(PAGE):
# Cadweld



## drsparky (Nov 13, 2008)

They makes molds for welding to just about everything. Exothermic is without external heat. They get hot enough to melt steel and copper.


----------



## mattsilkwood (Sep 21, 2008)

They make them now with premeasured shots and an electric igniter.


----------



## JohnR (Apr 12, 2010)

Generally, a conductor comes through the bottom of the mold, the mold is clamped against the side of an I-beam or somehow held there, (you can do this by hand but takes nerves of steel), Just as the two conductors have a powder pack at the top, this does as well. Light the powder and BAM there you have your weld. 
Wait a little for the metal to cool, then release the clamps, and then open the mold. Make sure that you do not damage the molds as they are very expensive. They do make one shot molds that are more reasonable.

If you use the incorrect shot size or do not make sure the two metals are dry, then you will get a lousy looking weld and will have to knock it off and do it again. If you can knock it off, the weld was lousy even if it looked good.

(INFORMATION SHOWN):
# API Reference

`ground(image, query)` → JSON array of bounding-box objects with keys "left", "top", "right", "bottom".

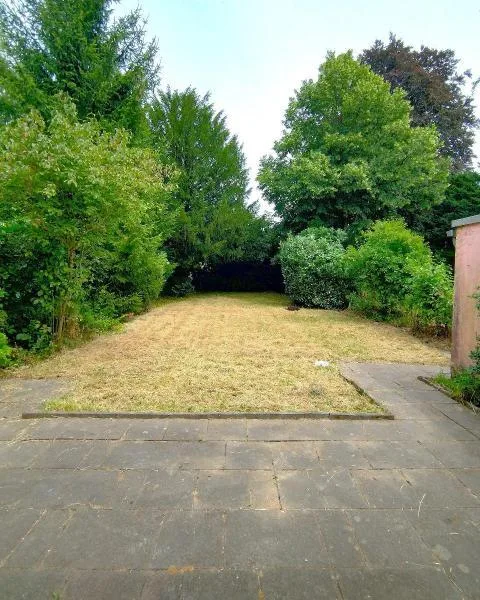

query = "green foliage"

[
  {"left": 149, "top": 88, "right": 269, "bottom": 278},
  {"left": 404, "top": 261, "right": 453, "bottom": 335},
  {"left": 0, "top": 98, "right": 174, "bottom": 348},
  {"left": 360, "top": 34, "right": 478, "bottom": 171},
  {"left": 258, "top": 53, "right": 448, "bottom": 232},
  {"left": 279, "top": 227, "right": 349, "bottom": 308},
  {"left": 401, "top": 171, "right": 480, "bottom": 264},
  {"left": 0, "top": 0, "right": 158, "bottom": 138},
  {"left": 345, "top": 221, "right": 453, "bottom": 333}
]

(INSTRUCTIONS):
1: Which usernames posted in the Cadweld thread?
2: In the Cadweld thread, why should you take care not to damage the molds?
3: Continue the Cadweld thread from its last sentence.

(EXERCISE ANSWERS):
1: drsparky, mattsilkwood, JohnR

2: The molds are very expensive. The thread adds that one-shot molds are available at a more reasonable cost.

3:
----------



## RIVETER (Sep 26, 2009)

Maybe you mispoke. A cadweld IS an exothermic reaction that does give off heat in the process. It is great for connections that are strong and should never corrode. However, it should not be confused with FUSION welding because in FUSION ,you don't add extra metal.


----------



## JohnR (Apr 12, 2010)

Sounds like exothermic Con-fusion:jester::laughing:


----------



## RIVETER (Sep 26, 2009)

JohnR said:


> Sounds like exothermic Con-fusion:jester::laughing:


Speedy, Speedy...we may have another one.:thumbsup:


----------



## HackWork (Oct 2, 2009)

I've used a lot of the Burndy Weld lately, I liked it better. They came out perfect every time. No leaking, the molds seem to last a lot longer.


----------



## Murphy (Dec 10, 2009)

i did some cadwelding today.. had trouble getting it to stick to some fence poles.. does it work better with a smooth clean surface.. or is it better with a filed down clean surface with ridges?


----------



## RIVETER (Sep 26, 2009)

Murphy said:


> i did some cadwelding today.. had trouble getting it to stick to some fence poles.. does it work better with a smooth clean surface.. or is it better with a filed down clean surface with ridges?


The cleaner the surface, the better. But it would depend on if the mixture was contaminated.


----------



## frenchelectrican (Mar 15, 2007)

Murphy said:


> i did some cadwelding today.. had trouble getting it to stick to some fence poles.. does it work better with a smooth clean surface.. or is it better with a filed down clean surface with ridges?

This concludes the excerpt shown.